+++ ENTRIES PROVIDED
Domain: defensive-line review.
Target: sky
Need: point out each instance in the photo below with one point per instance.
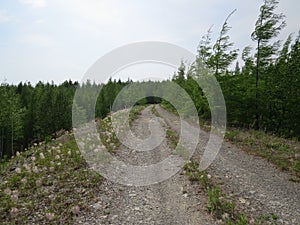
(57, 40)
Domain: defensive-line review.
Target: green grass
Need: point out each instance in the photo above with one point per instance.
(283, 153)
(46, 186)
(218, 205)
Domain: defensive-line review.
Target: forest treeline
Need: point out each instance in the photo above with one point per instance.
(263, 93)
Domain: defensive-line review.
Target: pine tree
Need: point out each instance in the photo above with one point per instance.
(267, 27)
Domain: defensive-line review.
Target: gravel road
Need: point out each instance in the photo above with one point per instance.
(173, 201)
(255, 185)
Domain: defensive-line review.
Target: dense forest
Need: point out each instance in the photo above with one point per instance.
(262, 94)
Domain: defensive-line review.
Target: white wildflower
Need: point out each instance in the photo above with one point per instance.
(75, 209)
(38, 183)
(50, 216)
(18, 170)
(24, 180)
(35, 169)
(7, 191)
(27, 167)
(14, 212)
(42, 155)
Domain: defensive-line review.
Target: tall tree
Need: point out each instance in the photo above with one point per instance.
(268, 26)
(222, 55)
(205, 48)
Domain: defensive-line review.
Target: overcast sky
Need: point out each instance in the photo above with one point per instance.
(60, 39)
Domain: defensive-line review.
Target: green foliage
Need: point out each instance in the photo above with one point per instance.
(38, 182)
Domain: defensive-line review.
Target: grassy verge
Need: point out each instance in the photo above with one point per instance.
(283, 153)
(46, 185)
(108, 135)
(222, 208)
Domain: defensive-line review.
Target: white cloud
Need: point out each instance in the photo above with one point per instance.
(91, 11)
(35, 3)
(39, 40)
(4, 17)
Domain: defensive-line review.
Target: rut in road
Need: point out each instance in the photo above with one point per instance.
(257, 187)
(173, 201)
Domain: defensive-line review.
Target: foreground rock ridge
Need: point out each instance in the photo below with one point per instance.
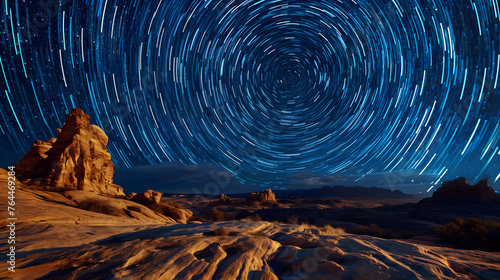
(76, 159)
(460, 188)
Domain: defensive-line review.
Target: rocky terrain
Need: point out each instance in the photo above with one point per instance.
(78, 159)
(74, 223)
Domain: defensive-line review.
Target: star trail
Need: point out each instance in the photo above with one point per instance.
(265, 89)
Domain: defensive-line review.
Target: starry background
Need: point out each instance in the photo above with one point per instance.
++++++
+++ ENTRIES PROVIDED
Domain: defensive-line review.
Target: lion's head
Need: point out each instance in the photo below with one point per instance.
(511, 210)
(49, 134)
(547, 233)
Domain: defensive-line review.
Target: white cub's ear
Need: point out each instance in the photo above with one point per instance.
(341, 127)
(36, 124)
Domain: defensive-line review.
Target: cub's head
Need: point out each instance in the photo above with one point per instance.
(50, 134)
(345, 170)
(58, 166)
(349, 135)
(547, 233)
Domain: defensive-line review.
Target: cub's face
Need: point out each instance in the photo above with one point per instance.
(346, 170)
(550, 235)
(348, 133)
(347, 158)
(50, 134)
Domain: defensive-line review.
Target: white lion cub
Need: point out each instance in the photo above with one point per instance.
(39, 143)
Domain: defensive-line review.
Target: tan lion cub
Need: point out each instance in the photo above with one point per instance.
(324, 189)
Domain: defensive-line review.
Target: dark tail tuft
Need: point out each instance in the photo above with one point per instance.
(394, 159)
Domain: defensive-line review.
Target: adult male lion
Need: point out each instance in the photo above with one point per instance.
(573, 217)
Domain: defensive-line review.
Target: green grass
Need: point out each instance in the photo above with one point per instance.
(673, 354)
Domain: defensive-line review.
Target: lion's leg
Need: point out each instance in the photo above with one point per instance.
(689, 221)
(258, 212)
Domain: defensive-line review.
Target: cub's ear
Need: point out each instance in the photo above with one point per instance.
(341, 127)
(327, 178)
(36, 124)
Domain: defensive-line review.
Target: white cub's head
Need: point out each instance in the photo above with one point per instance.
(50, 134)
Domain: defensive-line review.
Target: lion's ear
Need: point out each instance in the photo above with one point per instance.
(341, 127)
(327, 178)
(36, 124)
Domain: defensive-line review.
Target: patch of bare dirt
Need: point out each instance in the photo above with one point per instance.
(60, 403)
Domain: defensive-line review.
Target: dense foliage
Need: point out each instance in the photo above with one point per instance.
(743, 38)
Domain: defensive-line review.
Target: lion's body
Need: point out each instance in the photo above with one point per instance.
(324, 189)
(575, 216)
++++++
WHAT YOU ARE ASKED TO DO = Your answer should be each line from the preceding material in which the word "white" occurs.

RESULT =
Target: white wildflower
Target: white cloud
Target: white cub's ear
Target: white lion cub
Target: white cub's head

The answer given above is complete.